Excerpt to read |

-- -- --

Security Council composition
- Permanent members: China; France; Russia; United Kingdom; United States;
- Non-permanent members: Brazil; Cape Verde; Djibouti; Hungary; Japan; Morocco; New Zealand; Pakistan; Spain; Venezuela;

= United Nations Security Council Resolution 851 =

United Nations Security Council resolution 851, adopted unanimously on 15 July 1993, after reaffirming resolutions 696 (1991), 747 (1992), 785 (1992), 793 (1992), 804 (1993), 811 (1993), 823 (1993) and 834 (1993), the Council noted the continuing deterioration of the situation in Angola and extended the mandate of the United Nations Angola Verification Mission II (UNAVEM II) until 15 September 1993, discussing further the peace process in the country.

The resolution began by welcoming statements and declarations made by the Organisation of African Unity (OAU), Portugal, Russia, the United States and the World Conference on Human Rights in Vienna, Austria. There was concern however for the suspension of peace talks, lack of a ceasefire and the deteriorating political, military and humanitarian situation in the country. The efforts of the Secretary-General Boutros Boutros-Ghali and his Special Representative Margaret Anstee to bring about an end to the crisis through negotiations were supported, emphasising the importance of a continued United Nations presence in Angola.

-- -- --

Exercise brief | Pick up the account of Security Council Resolution 851 after its final sentence and carry it forward. The entries have nothing to do with the text above.

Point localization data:
-- -- --

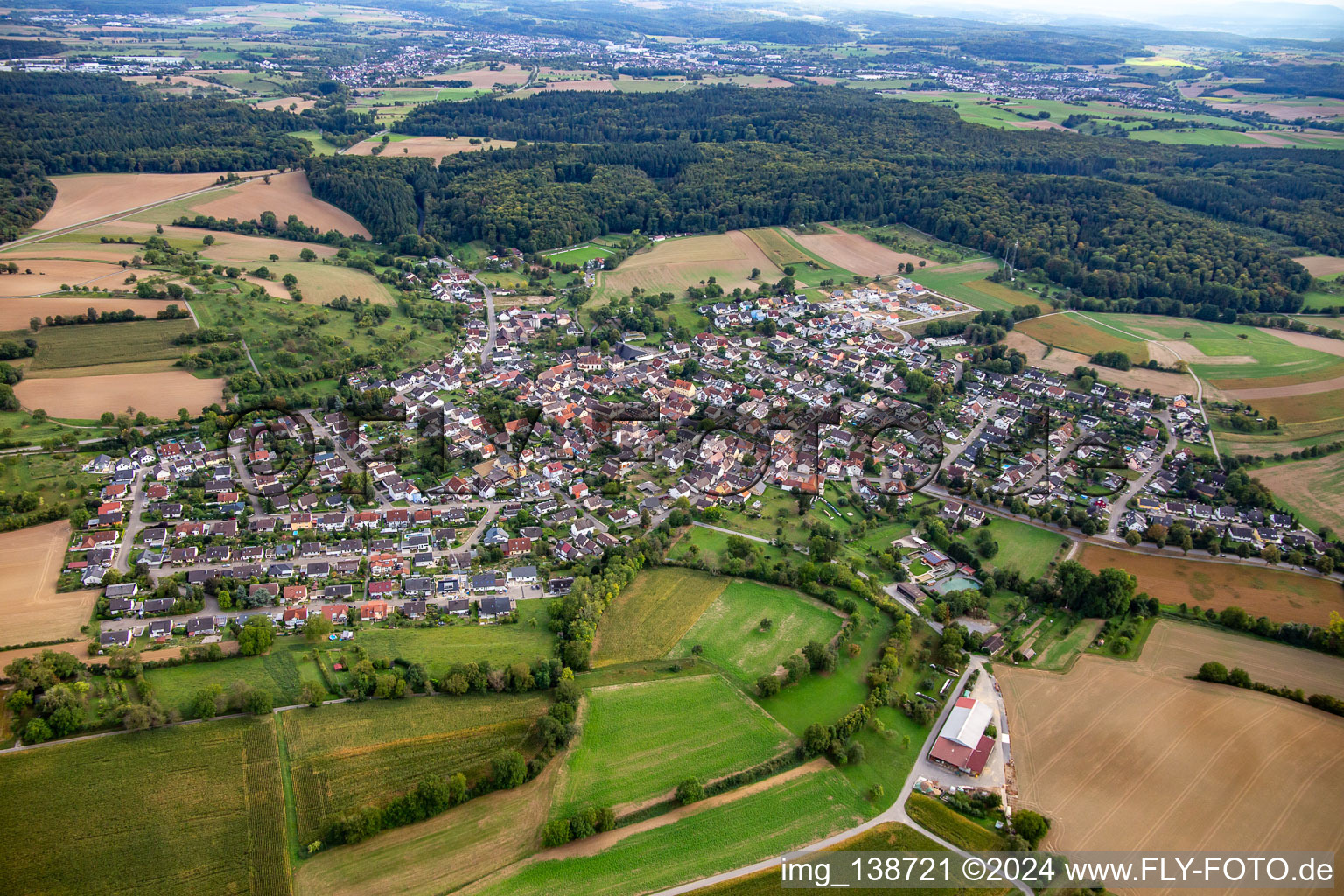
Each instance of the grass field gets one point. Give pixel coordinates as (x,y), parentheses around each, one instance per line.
(60,346)
(1309,489)
(730,630)
(651,615)
(1026,549)
(640,740)
(952,825)
(1281,595)
(764,823)
(1077,333)
(1125,757)
(353,755)
(179,810)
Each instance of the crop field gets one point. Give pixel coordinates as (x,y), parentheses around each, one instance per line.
(1124,758)
(85,398)
(347,757)
(179,810)
(776,246)
(1263,592)
(677,263)
(1311,489)
(1027,549)
(852,251)
(441,853)
(285,195)
(649,617)
(639,740)
(730,630)
(30,564)
(80,198)
(429,147)
(1077,333)
(449,645)
(707,840)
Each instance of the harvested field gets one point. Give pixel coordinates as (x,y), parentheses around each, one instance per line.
(348,757)
(1075,333)
(85,398)
(640,739)
(1065,361)
(649,617)
(195,808)
(429,147)
(17,312)
(855,253)
(1321,265)
(1121,758)
(30,564)
(1311,489)
(82,198)
(1176,650)
(1278,594)
(285,195)
(50,274)
(677,263)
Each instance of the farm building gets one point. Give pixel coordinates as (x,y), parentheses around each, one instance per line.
(962,743)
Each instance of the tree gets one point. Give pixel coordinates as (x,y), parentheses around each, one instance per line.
(690,792)
(256,637)
(509,770)
(1030,825)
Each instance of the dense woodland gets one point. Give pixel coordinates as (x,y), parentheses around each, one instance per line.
(1140,226)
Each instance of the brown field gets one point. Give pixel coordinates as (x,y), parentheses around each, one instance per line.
(855,253)
(82,198)
(1066,331)
(1309,488)
(1263,592)
(1121,757)
(50,273)
(15,312)
(285,195)
(84,398)
(1065,361)
(1321,265)
(32,562)
(684,262)
(428,147)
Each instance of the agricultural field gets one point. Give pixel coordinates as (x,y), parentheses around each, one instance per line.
(30,564)
(1121,757)
(158,394)
(852,251)
(1263,592)
(1311,489)
(689,261)
(347,757)
(641,739)
(651,615)
(707,837)
(730,630)
(285,195)
(1078,333)
(178,810)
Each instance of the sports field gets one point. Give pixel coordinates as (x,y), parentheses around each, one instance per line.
(651,615)
(195,808)
(641,739)
(1311,489)
(30,564)
(1263,592)
(1123,757)
(730,630)
(351,755)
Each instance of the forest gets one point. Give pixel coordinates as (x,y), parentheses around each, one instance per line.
(1145,228)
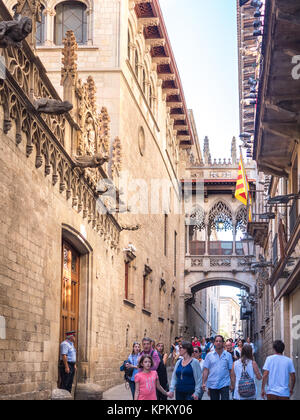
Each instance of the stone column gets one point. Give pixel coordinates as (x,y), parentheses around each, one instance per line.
(188,240)
(234,238)
(206,239)
(90,15)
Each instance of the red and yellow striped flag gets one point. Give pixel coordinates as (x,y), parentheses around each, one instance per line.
(242,192)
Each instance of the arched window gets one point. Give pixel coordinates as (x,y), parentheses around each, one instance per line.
(136,64)
(71,16)
(128,46)
(144,83)
(41,28)
(151,97)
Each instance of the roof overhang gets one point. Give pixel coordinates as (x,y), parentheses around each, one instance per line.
(151,20)
(278,110)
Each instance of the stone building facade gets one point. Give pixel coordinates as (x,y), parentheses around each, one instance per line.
(113,276)
(276,225)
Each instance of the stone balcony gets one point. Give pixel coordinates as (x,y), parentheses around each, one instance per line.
(211,263)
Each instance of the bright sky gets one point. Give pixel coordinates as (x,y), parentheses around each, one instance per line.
(203,35)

-- -- --

Task result |
The council reiterated its readiness to substantially expand the United Nations presence in the country in the event of significant progress in the peace process. It also demanded that UNITA accept the outcome of the elections in 1992 and abide by the "Acordos de Paz" peace agreement. UNITA's continued military actions which resulted in harm to the civilian population and Angolan economy as well as repeated attempts to seize additional territory and non-withdrawal of troops were all condemned. The Council stated that such violations were incompatible with the peace accords, stressing the need to immediately resume a ceasefire and implement the peace agreement and relevant Security Council resolutions. Meanwhile, all states were urged not to give military support to UNITA that could harm the peace process.

The security council stated it would consider further action under the United Nations Charter, including a compulsory arms embargo against UNITA, unless the Secretary-General reported by 15 September 1993 that a ceasefire was being observed and an agreement was reached on the implementation of the peace agreement and relevant Security Council resolutions. The legality of the Angolan government was recognised and welcomed the provision of assistance to the government in support of the democratic process and steps taken by Boutros-Ghali to implement the emergency humanitarian assistance plan. Taking note of UNITA's intention not to impede the delivery humanitarian aid, the resolution urged Member States, specialised agencies of the United Nations and non-governmental organisations to increase humanitarian relief assistance to Angola.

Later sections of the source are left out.